■ **Task requirements**
Reproduce every line of the items below, requests included, with each coordinate in the answers multiplied by 1.6 and rounded to a whole number, halves rounding up.

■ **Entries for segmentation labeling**
** start **
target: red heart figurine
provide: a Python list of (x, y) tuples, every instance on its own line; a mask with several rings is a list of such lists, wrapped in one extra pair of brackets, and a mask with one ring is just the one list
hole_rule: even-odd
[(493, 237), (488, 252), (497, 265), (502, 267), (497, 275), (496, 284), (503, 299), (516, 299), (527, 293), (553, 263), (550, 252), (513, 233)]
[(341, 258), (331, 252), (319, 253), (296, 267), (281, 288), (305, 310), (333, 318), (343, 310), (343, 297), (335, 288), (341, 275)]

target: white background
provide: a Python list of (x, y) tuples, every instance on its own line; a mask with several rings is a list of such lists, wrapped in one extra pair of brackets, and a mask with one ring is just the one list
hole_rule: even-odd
** end **
■ **Result**
target: red heart figurine
provide: a Python list of (x, y) tuples, every instance on its own line; a mask with several rings is a list of such lists, wrapped in one extra pair of brackets, and a mask with one ring is just the one list
hole_rule: even-odd
[(789, 379), (781, 403), (795, 424), (803, 427), (795, 440), (794, 454), (805, 478), (826, 478), (843, 469), (885, 421), (880, 403), (821, 373)]
[(546, 413), (530, 403), (510, 405), (474, 427), (450, 461), (488, 496), (533, 509), (549, 496), (549, 475), (536, 461), (546, 440)]

target: white background
provide: a Python list of (x, y) tuples, every instance on its own line; a mask with several rings is a list of such lists, wrapped in one extra pair of brackets, and a mask with one ring is just the one list
hole_rule: even-odd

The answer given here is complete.